--- begin ---
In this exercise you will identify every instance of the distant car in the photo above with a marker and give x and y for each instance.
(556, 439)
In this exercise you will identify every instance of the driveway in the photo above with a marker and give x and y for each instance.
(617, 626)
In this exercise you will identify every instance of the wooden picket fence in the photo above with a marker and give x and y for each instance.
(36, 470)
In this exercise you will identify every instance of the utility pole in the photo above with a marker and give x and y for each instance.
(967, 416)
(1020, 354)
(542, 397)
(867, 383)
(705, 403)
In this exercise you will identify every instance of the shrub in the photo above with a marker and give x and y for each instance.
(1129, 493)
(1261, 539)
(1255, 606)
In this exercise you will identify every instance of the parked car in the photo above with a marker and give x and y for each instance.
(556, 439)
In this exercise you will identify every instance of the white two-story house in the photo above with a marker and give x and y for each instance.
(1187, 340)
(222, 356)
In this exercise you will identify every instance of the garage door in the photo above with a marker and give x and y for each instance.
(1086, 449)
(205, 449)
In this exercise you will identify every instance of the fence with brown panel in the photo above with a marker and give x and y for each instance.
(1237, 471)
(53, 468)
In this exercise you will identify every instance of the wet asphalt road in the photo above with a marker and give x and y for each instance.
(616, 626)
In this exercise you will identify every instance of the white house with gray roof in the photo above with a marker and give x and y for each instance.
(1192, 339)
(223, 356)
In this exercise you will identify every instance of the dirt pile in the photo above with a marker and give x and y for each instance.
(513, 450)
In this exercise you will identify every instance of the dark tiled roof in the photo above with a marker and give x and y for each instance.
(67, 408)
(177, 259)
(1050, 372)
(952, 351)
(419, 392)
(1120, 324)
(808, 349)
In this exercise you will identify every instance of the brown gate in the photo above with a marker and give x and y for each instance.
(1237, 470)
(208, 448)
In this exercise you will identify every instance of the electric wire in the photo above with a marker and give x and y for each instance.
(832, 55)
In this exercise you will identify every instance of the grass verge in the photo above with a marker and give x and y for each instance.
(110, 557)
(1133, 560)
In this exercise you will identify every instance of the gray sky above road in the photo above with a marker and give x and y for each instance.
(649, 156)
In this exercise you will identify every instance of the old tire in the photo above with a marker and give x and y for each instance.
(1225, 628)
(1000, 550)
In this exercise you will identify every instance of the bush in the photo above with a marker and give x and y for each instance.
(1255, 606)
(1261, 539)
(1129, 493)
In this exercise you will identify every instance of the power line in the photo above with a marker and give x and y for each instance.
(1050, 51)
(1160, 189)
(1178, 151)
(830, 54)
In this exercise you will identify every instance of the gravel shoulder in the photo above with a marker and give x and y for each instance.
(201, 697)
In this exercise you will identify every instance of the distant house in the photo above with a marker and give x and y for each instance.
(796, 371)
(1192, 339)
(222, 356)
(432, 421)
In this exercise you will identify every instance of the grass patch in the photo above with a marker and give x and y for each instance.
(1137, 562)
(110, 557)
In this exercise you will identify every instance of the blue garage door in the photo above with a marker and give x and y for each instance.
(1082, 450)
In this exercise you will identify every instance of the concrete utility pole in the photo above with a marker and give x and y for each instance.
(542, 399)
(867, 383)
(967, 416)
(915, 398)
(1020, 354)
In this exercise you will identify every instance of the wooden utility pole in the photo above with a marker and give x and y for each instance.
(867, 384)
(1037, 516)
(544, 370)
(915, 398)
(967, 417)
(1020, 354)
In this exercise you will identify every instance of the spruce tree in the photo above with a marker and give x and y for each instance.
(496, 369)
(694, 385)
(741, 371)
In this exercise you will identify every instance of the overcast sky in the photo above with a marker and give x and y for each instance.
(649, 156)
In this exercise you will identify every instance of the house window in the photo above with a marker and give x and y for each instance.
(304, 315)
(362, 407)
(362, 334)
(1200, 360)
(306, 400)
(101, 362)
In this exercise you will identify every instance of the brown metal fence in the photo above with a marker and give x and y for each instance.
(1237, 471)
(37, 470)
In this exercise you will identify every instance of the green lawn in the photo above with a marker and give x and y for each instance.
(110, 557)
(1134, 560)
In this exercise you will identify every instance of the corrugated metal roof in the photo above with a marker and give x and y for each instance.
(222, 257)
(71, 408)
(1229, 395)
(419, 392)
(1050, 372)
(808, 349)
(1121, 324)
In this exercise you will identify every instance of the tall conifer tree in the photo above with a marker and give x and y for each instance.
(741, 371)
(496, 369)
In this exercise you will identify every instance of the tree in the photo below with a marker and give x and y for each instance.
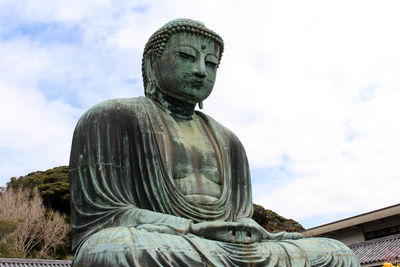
--- end ---
* **Required work**
Show every line of the entries above that contains the word "distant".

* **Full solution**
In this exercise you will identify every instance of the distant car in the photo above with a marker and give x and y for each instance.
In this exercise you will identify every instance of the distant house in the photo above with a marker and give x and y for each instance.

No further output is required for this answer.